● **DATA SHOWN**:
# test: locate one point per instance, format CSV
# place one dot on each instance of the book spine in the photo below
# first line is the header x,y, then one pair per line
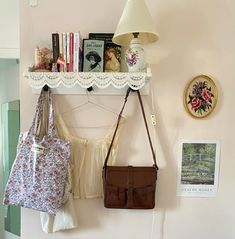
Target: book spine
x,y
80,52
55,46
71,51
68,50
76,51
64,49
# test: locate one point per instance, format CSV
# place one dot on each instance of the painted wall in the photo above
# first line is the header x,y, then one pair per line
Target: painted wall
x,y
9,91
196,37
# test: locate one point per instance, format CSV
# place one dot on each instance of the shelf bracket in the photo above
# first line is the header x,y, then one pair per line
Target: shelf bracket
x,y
33,3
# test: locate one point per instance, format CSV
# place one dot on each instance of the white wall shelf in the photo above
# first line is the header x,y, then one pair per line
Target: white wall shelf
x,y
78,82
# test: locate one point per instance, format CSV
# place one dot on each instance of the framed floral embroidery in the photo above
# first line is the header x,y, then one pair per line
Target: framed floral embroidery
x,y
200,96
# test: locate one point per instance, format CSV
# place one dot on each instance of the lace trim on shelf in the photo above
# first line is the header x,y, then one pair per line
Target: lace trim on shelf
x,y
135,80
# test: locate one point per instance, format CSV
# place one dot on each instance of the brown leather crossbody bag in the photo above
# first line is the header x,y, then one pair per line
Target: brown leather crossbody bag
x,y
130,186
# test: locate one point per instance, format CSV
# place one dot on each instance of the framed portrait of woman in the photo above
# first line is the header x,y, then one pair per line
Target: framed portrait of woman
x,y
93,55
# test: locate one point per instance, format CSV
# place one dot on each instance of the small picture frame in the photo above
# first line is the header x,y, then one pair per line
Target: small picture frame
x,y
198,168
93,55
112,62
112,57
200,96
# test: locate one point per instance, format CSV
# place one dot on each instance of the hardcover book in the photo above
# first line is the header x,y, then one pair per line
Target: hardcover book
x,y
55,46
112,61
93,55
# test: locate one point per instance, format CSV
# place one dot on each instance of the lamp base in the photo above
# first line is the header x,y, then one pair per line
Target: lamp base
x,y
134,56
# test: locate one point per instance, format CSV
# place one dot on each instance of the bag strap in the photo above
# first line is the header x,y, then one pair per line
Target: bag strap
x,y
146,126
44,106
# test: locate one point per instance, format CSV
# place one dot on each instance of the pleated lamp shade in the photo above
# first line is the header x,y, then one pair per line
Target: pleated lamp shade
x,y
135,18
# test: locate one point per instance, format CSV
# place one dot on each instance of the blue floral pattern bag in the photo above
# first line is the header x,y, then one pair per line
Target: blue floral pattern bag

● **TASK INSTRUCTIONS**: Write the listing above out again exactly, dropping each image.

● **THE RESULT**:
# test: locate one point per instance, format CSV
# place one dot on each instance of the book spine in the photo below
# first line is the header x,y, then one pair per line
Target: book spine
x,y
80,52
55,46
71,51
68,50
76,51
64,49
# test: locate one point per instance, format CSV
# place one dot on each instance of the painted wall in the photo above
# first line is the header x,y, then one pair per line
Target: painted wall
x,y
9,91
196,37
# test: locate one point per instance, format CSV
# place one dot on each instance of the shelf bracket in the photo above
# first line is the header x,y, then one pair per line
Target: shelf bracket
x,y
33,3
# test: locate one point per instance, format CSV
# place one dot on each instance of the white wall shelf in the photo above
# first line is the header x,y, then one pair per line
Target: white wall shelf
x,y
78,82
# test: locate one point per instance, format CSV
# place one dot on each instance of the framed floral embroidery in the photo above
# first line is the header x,y, then one pair per line
Target: framed floral embroidery
x,y
200,96
# test: locate one point per instance, format CSV
# place one dot on each instance of the lace trim on shelf in the photo above
# first line is the header x,y, then one pair per line
Target: lace trim on shelf
x,y
135,80
# test: locate one point per instance, format CSV
# place one dot on each instance of the brown leather crossbody bag in the photo above
# first line is the header x,y, then one pair per line
Target: brown leather crossbody bag
x,y
130,186
# test: locate one point per instance, format CSV
# place one dot on each instance of the framed portrait of woman in the photo above
# first line is the header x,y, then one pair per line
Target: framed portrait of woman
x,y
93,55
# test: locate one point per instance, format CSV
# place one dot on each instance of the small picture frame in the photo above
# first line is the header x,y, then one pair per line
Target: small picture frame
x,y
198,168
93,55
112,62
112,57
200,96
# test: locate one point per instance, format CSV
# place one dot on each instance of the hardcover book in the photo above
# first line is the header x,y, then one pair per line
Target: hardcover book
x,y
55,46
112,61
93,55
# test: locate one point per instance, format CSV
# place one dot on each instance of the lamp base in the photo above
# first line is the header x,y, then one pair per line
Target: lamp base
x,y
134,56
# test: locate one point per instance, format CSV
# place one dot on each instance of the bag strap in the photo above
# first line is the header x,y, then one pair per line
Target: bag strap
x,y
146,126
44,106
# test: locate one point per instance, format CSV
# place one dot on each instance of the pleated lamp shade in the photo above
# first line is the header x,y, then one pair per line
Target: pleated lamp shade
x,y
135,18
# test: locate one point per instance, format CSV
# place one dot on each instance of the blue floral pattern bag in the photo above
# first line is the header x,y, then one pair per line
Target: blue floral pattern bag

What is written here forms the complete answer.